# Exercise task 1
Count the lines in the records below that contain the string "white", treating uppercase and lowercase as different, and reply with only that number.

The taste of the English in the cultivation of land, and in what
is called landscape gardening, is unrivalled. They have studied nature
intently, and discover an exquisite sense of her beautiful forms and
harmonious combinations. Those charms, which in other countries she
lavishes in wild solitudes, are here assembled round the haunts of
domestic life. They seem to have caught her coy and furtive graces,
and spread them, like witchery, about their rural abodes.
Nothing can be more imposing than the magnificence of English park
scenery. Vast lawns that extend like sheets of vivid green, with
here and there clumps of gigantic trees, heaping up rich piles of
foliage: the solemn pomp of groves and woodland glades, with the
deer trooping in silent herds across them; the hare, bounding away
to the covert; or the pheasant, suddenly bursting upon the wing; the
brook, taught to wind in natural meanderings or expand into a glassy
lake; the sequestered pool, reflecting the quivering trees, with the
yellow leaf sleeping on its bosom, and the trout roaming fearlessly
about its limpid waters; while some rustic temple or sylvan statue,
grown green and dank with age, gives an air of classic sanctity to the
seclusion.
These are but a few of the features of park scenery; but what most
delights me, is the creative talent with which the English decorate
the unostentatious abodes of middle life. The rudest habitation, the
most unpromising and scanty portion of land, in the hands of an
Englishman of taste, becomes a little paradise. With a nicely
discriminating eye, he seizes at once upon its capabilities, and
pictures in his mind the future landscape. The sterile spot grows into
loveliness under his hand; and yet the operations of art which produce
the effect are scarcely to be perceived. The cherishing and training
of some trees; the cautious pruning of others; the nice distribution
of flowers and plants of tender and graceful foliage; the introduction
of a green slope of velvet turf; the partial opening to a peep of blue
distance, or silver gleam of water: all these are managed with a
delicate tact, a pervading yet quiet assiduity, like the magic
touchings with which a painter finishes up a favorite picture.
The residence of people of fortune and refinement in the country has
diffused a degree of taste and elegance in rural economy, that
descends to the lowest class. The very laborer, with his thatched
cottage and narrow slip of ground, attends to their embellishment. The
trim hedge, the grassplot before the door, the little flower-bed
bordered with snug box, the woodbine trained up against the wall,
and hanging its blossoms about the lattice, the pot of flowers in
the window, the holly, providently planted about the house, to cheat
winter of its dreariness, and to throw in a semblance of green
summer to cheer the fireside: all these bespeak the influence of
taste, flowing down from high sources, and pervading the lowest levels
of the public mind. If ever Love, as poets sing, delights to visit a
cottage, it must be the cottage of an English peasant.

# Extracted material
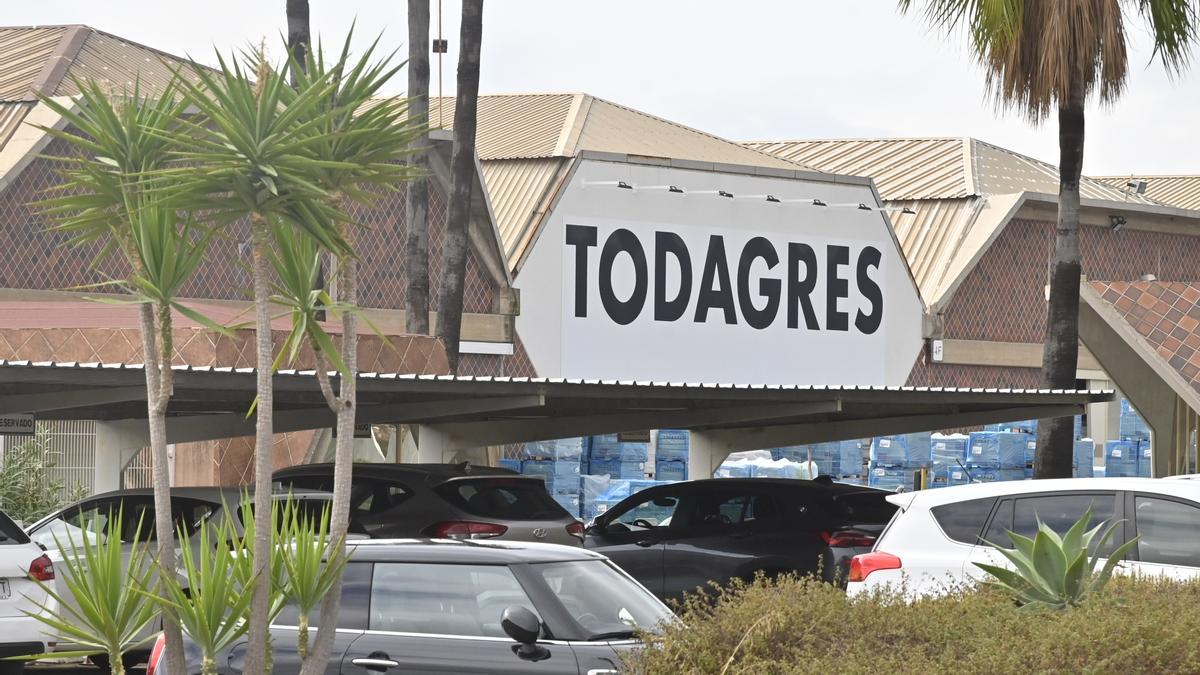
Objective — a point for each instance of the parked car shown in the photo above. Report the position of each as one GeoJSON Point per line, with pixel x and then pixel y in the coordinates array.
{"type": "Point", "coordinates": [23, 563]}
{"type": "Point", "coordinates": [459, 501]}
{"type": "Point", "coordinates": [191, 509]}
{"type": "Point", "coordinates": [937, 536]}
{"type": "Point", "coordinates": [471, 607]}
{"type": "Point", "coordinates": [676, 538]}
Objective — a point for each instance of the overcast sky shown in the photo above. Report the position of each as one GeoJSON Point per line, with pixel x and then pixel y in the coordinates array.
{"type": "Point", "coordinates": [749, 70]}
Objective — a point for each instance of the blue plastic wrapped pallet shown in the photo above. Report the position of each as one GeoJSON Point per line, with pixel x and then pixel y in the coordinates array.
{"type": "Point", "coordinates": [1121, 458]}
{"type": "Point", "coordinates": [671, 444]}
{"type": "Point", "coordinates": [1133, 426]}
{"type": "Point", "coordinates": [1084, 458]}
{"type": "Point", "coordinates": [889, 477]}
{"type": "Point", "coordinates": [907, 449]}
{"type": "Point", "coordinates": [1145, 459]}
{"type": "Point", "coordinates": [1000, 449]}
{"type": "Point", "coordinates": [617, 469]}
{"type": "Point", "coordinates": [611, 447]}
{"type": "Point", "coordinates": [671, 470]}
{"type": "Point", "coordinates": [569, 501]}
{"type": "Point", "coordinates": [559, 449]}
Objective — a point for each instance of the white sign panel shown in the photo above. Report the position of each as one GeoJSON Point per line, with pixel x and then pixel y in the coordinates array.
{"type": "Point", "coordinates": [718, 284]}
{"type": "Point", "coordinates": [17, 425]}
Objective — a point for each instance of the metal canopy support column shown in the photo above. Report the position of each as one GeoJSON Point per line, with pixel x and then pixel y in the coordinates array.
{"type": "Point", "coordinates": [117, 444]}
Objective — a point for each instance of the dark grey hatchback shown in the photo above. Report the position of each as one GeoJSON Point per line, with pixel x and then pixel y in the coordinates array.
{"type": "Point", "coordinates": [472, 607]}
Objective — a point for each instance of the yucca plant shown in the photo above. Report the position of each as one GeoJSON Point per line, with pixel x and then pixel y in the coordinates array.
{"type": "Point", "coordinates": [1057, 572]}
{"type": "Point", "coordinates": [211, 603]}
{"type": "Point", "coordinates": [311, 573]}
{"type": "Point", "coordinates": [106, 608]}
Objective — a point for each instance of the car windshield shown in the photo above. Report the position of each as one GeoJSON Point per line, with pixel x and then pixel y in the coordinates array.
{"type": "Point", "coordinates": [511, 499]}
{"type": "Point", "coordinates": [603, 601]}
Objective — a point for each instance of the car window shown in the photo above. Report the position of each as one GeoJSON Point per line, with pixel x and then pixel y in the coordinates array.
{"type": "Point", "coordinates": [1167, 530]}
{"type": "Point", "coordinates": [445, 599]}
{"type": "Point", "coordinates": [352, 614]}
{"type": "Point", "coordinates": [10, 533]}
{"type": "Point", "coordinates": [963, 521]}
{"type": "Point", "coordinates": [657, 511]}
{"type": "Point", "coordinates": [601, 599]}
{"type": "Point", "coordinates": [1060, 512]}
{"type": "Point", "coordinates": [508, 499]}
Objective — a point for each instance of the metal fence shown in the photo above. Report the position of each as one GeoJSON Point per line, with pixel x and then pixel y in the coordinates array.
{"type": "Point", "coordinates": [70, 447]}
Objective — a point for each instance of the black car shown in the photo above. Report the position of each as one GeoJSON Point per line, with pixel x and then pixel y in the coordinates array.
{"type": "Point", "coordinates": [675, 538]}
{"type": "Point", "coordinates": [456, 501]}
{"type": "Point", "coordinates": [469, 607]}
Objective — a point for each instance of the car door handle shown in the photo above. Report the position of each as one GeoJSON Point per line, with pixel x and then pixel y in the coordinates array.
{"type": "Point", "coordinates": [376, 663]}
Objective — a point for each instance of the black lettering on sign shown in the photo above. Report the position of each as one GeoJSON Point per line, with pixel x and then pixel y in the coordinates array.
{"type": "Point", "coordinates": [671, 244]}
{"type": "Point", "coordinates": [799, 291]}
{"type": "Point", "coordinates": [582, 237]}
{"type": "Point", "coordinates": [768, 288]}
{"type": "Point", "coordinates": [837, 288]}
{"type": "Point", "coordinates": [717, 270]}
{"type": "Point", "coordinates": [869, 322]}
{"type": "Point", "coordinates": [623, 311]}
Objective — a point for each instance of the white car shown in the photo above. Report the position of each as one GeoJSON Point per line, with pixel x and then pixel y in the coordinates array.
{"type": "Point", "coordinates": [22, 565]}
{"type": "Point", "coordinates": [936, 536]}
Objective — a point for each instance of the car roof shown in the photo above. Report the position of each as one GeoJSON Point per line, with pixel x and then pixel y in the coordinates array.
{"type": "Point", "coordinates": [472, 551]}
{"type": "Point", "coordinates": [427, 472]}
{"type": "Point", "coordinates": [1008, 488]}
{"type": "Point", "coordinates": [835, 489]}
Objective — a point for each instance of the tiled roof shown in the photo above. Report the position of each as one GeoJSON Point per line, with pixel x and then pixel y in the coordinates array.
{"type": "Point", "coordinates": [1167, 315]}
{"type": "Point", "coordinates": [1182, 191]}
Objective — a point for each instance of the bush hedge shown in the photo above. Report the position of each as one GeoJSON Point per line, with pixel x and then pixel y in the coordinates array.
{"type": "Point", "coordinates": [790, 625]}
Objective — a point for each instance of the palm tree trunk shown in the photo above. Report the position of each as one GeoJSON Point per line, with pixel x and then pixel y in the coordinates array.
{"type": "Point", "coordinates": [156, 346]}
{"type": "Point", "coordinates": [259, 608]}
{"type": "Point", "coordinates": [299, 33]}
{"type": "Point", "coordinates": [343, 460]}
{"type": "Point", "coordinates": [417, 250]}
{"type": "Point", "coordinates": [462, 171]}
{"type": "Point", "coordinates": [1061, 353]}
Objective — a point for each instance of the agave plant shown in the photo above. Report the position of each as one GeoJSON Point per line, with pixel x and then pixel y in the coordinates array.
{"type": "Point", "coordinates": [311, 572]}
{"type": "Point", "coordinates": [1053, 572]}
{"type": "Point", "coordinates": [106, 608]}
{"type": "Point", "coordinates": [213, 605]}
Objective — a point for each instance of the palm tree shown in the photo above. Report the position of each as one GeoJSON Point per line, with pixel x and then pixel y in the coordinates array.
{"type": "Point", "coordinates": [1045, 57]}
{"type": "Point", "coordinates": [364, 141]}
{"type": "Point", "coordinates": [462, 177]}
{"type": "Point", "coordinates": [112, 201]}
{"type": "Point", "coordinates": [250, 159]}
{"type": "Point", "coordinates": [417, 250]}
{"type": "Point", "coordinates": [299, 33]}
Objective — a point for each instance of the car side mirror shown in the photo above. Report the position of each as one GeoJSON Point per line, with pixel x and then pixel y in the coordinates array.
{"type": "Point", "coordinates": [525, 627]}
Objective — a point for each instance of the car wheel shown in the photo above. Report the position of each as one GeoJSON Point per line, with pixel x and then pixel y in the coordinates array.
{"type": "Point", "coordinates": [102, 662]}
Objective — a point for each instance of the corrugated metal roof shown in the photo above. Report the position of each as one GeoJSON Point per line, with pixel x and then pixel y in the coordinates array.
{"type": "Point", "coordinates": [108, 58]}
{"type": "Point", "coordinates": [1182, 191]}
{"type": "Point", "coordinates": [11, 117]}
{"type": "Point", "coordinates": [520, 191]}
{"type": "Point", "coordinates": [510, 126]}
{"type": "Point", "coordinates": [549, 125]}
{"type": "Point", "coordinates": [903, 168]}
{"type": "Point", "coordinates": [936, 168]}
{"type": "Point", "coordinates": [24, 53]}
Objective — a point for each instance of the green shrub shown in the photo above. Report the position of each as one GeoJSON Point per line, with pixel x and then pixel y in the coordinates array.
{"type": "Point", "coordinates": [795, 626]}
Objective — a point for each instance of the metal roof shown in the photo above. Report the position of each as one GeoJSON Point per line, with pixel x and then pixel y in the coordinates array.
{"type": "Point", "coordinates": [1182, 191]}
{"type": "Point", "coordinates": [481, 411]}
{"type": "Point", "coordinates": [936, 168]}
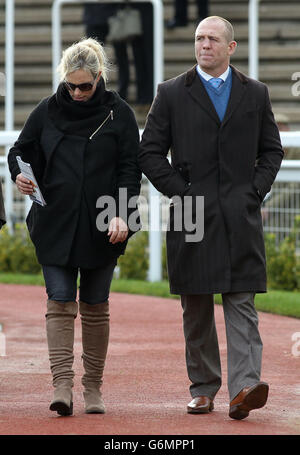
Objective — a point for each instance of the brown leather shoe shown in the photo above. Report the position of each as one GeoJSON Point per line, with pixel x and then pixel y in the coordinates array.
{"type": "Point", "coordinates": [249, 398]}
{"type": "Point", "coordinates": [200, 405]}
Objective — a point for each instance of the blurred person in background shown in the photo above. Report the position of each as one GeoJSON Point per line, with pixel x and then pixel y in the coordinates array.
{"type": "Point", "coordinates": [96, 17]}
{"type": "Point", "coordinates": [82, 143]}
{"type": "Point", "coordinates": [181, 13]}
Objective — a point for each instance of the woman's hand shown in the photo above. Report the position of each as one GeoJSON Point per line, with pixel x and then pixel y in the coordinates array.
{"type": "Point", "coordinates": [118, 230]}
{"type": "Point", "coordinates": [24, 185]}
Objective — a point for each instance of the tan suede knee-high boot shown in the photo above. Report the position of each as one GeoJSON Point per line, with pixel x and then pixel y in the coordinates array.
{"type": "Point", "coordinates": [95, 335]}
{"type": "Point", "coordinates": [60, 318]}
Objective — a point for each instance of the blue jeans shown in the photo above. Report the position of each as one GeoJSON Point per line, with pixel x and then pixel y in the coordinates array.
{"type": "Point", "coordinates": [61, 283]}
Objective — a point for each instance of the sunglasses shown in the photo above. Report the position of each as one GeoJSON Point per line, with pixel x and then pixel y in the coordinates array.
{"type": "Point", "coordinates": [85, 87]}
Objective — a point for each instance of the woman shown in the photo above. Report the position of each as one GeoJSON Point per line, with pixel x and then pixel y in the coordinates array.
{"type": "Point", "coordinates": [82, 143]}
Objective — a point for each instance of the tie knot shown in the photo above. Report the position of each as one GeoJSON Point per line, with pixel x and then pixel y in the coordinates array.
{"type": "Point", "coordinates": [216, 82]}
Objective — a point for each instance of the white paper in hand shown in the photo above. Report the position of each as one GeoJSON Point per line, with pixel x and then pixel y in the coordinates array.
{"type": "Point", "coordinates": [27, 172]}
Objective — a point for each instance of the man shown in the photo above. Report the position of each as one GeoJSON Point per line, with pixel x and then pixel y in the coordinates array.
{"type": "Point", "coordinates": [225, 146]}
{"type": "Point", "coordinates": [181, 13]}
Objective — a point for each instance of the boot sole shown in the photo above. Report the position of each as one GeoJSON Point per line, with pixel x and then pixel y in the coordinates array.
{"type": "Point", "coordinates": [255, 398]}
{"type": "Point", "coordinates": [62, 408]}
{"type": "Point", "coordinates": [204, 410]}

# Exercise task 2
Resume the passage above on English gardens and rural taste, carrying it on from its final sentence.

# Exercise output 1
3

# Exercise output 2
The fondness for rural life among the higher classes of the
English has had a great and salutary effect upon the national
character. I do not know a finer race of men than the English
gentlemen. Instead of the softness and effeminacy which characterize
the men of rank in most countries, they exhibit a union of elegance
and strength, a robustness of frame and freshness of complexion, which
I am inclined to attribute to their living so much in the open air,
and pursuing so eagerly the invigorating recreations of the country.
These hardy exercises produce also a healthful tone of mind and
spirits, and a manliness and simplicity of manners, which even the
follies and dissipations of the town cannot easily pervert, and can
never entirely destroy. In the country, too, the different orders of
society seem to approach more freely, to be more disposed to blend and
operate favorably upon each other. The distinctions between them do
not appear to be so marked and impassable as in the cities. The manner
in which property has been distributed into small estates and farms
has established a regular gradation from the nobleman, through the
classes of gentry, small landed proprietors, and substantial
farmers, down to the laboring peasantry; and while it has thus
banded the extremes of society together, has infused into each
intermediate rank a spirit of independence. This, it must be
confessed, is not so universally the case at present as it was
formerly; the larger estates having, in late years of distress,
absorbed the smaller, and, in some parts of the country, almost
annihilated the sturdy race of small farmers. These, however, I
believe, are but casual breaks in the general system I have mentioned.
In rural occupation there is nothing mean and debasing. It leads a
man forth among scenes of natural grandeur and beauty; it leaves him
to the workings of his own mind, operated upon by the purest and
most elevating of external influences. Such a man may be simple and
rough, but he cannot be vulgar. The man of refinement, therefore,
finds nothing revolting in an intercourse with the lower orders in
rural life, as he does when he casually mingles with the lower
orders of cities. He lays aside his distance and reserve, and is
glad to waive the distinctions of rank, and to enter into the
honest, heartfelt enjoyments of common life. Indeed the very
amusements of the country bring men more and more together; and the
sound of hound and horn blend all feelings into harmony. I believe
this is one great reason why the nobility and gentry are more
popular among the inferior orders in England than they are in any
other country; and why the latter have endured so many excessive
pressures and extremities, without repining more generally at the
unequal distribution of fortune and privilege.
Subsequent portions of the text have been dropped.